- _Dataset items_
■ ■ ■ ■ ■ ■ ■
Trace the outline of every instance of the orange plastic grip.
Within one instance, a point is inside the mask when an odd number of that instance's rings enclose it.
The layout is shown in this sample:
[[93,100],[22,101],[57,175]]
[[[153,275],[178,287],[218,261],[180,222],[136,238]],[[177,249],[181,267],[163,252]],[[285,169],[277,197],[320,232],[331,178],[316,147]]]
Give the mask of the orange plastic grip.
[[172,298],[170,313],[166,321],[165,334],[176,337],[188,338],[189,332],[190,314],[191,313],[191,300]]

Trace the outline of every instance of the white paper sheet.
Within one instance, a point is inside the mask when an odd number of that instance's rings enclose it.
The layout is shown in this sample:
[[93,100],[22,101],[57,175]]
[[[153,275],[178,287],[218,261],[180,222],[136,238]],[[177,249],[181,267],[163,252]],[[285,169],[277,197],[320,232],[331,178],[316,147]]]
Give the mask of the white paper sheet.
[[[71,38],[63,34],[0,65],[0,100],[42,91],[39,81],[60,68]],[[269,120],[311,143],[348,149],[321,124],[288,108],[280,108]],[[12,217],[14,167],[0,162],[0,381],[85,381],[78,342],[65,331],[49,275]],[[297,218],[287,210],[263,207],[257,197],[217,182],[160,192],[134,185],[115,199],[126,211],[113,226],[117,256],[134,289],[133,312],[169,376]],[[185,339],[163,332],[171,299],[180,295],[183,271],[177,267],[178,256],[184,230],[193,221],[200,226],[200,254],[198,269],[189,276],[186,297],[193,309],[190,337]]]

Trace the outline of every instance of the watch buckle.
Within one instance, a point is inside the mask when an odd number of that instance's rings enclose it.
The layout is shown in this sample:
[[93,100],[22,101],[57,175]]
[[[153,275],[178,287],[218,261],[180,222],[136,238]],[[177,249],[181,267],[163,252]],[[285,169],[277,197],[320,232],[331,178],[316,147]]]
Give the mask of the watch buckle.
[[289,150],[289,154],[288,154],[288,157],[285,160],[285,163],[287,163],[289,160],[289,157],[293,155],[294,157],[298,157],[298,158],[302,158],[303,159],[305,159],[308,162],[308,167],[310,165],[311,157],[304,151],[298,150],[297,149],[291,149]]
■ ■ ■ ■ ■ ■ ■
- _Task statement_
Express as a JSON list of strings, one string per line with blank lines omitted, the part of the records above that opens with the line containing "Trace the outline of every instance of the white" and closes with the line containing "Give the mask of the white paper sheet.", both lines included.

- _Answer to the task_
[
  "Trace the outline of every instance of the white paper sheet.",
  "Within one instance, a point is inside the mask when an odd number of that instance's rings enclose it.",
  "The layout is shown in this sample:",
  "[[93,100],[22,101],[57,175]]",
  "[[[153,275],[178,287],[218,261],[180,222],[136,238]],[[177,249],[181,267],[163,252]],[[285,169],[277,197],[320,232],[331,178],[316,147]]]",
  "Give the mask of the white paper sheet."
]